═════ TEXT EXCERPT ═════

On Sunday, it was sleeting in Iowa City. Very cold and icy.  We headed out early, only to find ourselves back in Kansas City at two surrounded by lovely blue sky and 65 degree temperatures.  It was so great outside, in fact, that we stopped at Loose Park with our fully-loaded Ridiculously Large Vehicle and decided to play and visit the ducks. 

As we walked from the playground to the little pond where the ducks were, we encountered young H., the older sister of one of the little angel's former daycare posse.  I have always dreamed that the little angel might aspire to H.'s bright, sunny personality and precociousness.  Every time she sees us, she scampers over, gives the little angel a hug and stops to talk.  She is polite and adorable.  I have always thought she might just be the perfect child. 

This time, we saw H. inadvertently as we inspected the "house" she and her little friend had made under some bushes by the rose garden.  The bushes were of the Japanese-looking type, with a lot of crawl space underneath.  H. asked if she could give the little angel a tour and led her deep into the thicket.  We heard her explaining the house.

═════

**TASK:** Can you carry on the account of the Loose Park outing, starting after its last sentence?

═════ MATERIAL PROVIDED ═════

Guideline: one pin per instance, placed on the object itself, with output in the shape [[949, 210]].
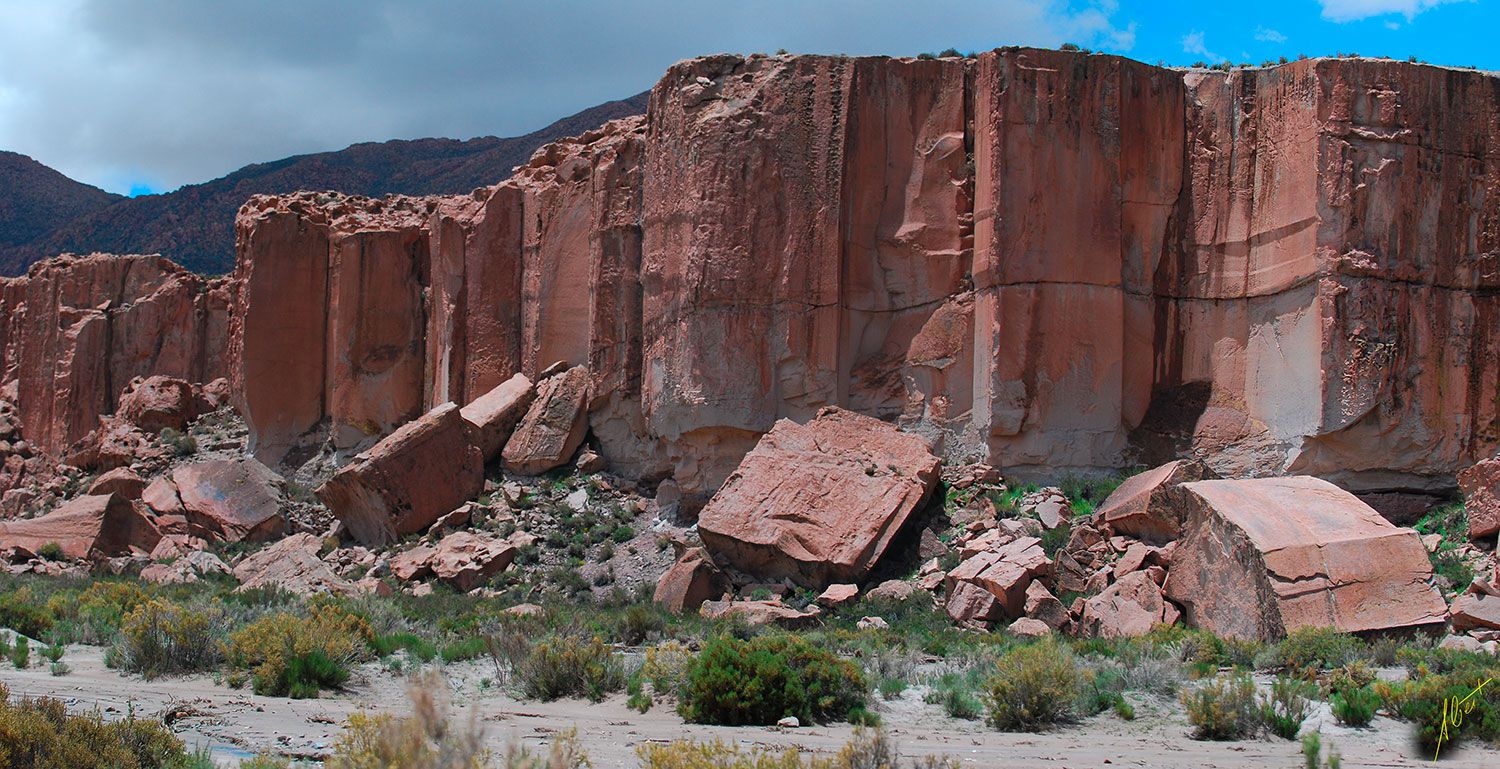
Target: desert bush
[[41, 733], [1307, 651], [291, 655], [1034, 687], [21, 612], [1286, 706], [764, 679], [21, 652], [1355, 706], [158, 639], [1223, 708], [569, 666]]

═════

**SOLVED EXERCISE:**
H:  "This is the master bedroom, and here's the sink.  This towel is the couch.  See?  You can sit on it and lean back."

(The little angel looks on adoringly.)

My beloved and I exchanged smug glances.  What a little doll H. is!  How nice of her to give the little angel a tour!  Maybe the little angel will be JUST LIKE HER!

H:  "Here's the second bedroom, and there's the back door.  Here's the kitchen, and this is the stove." (Points to a pile of sticks.)

I prepare to walk away, leaving my beloved to collect the little angel. 

H:  "We looked all over the place for matches, but we couldn't find any.  We're still looking, so we can use the stove."

I glance back in horror.  H. catches my eye. 

Me:  (stammering) "I don't think that would be such a good idea."

H:  "Yeah, we don't even have insurance on the house."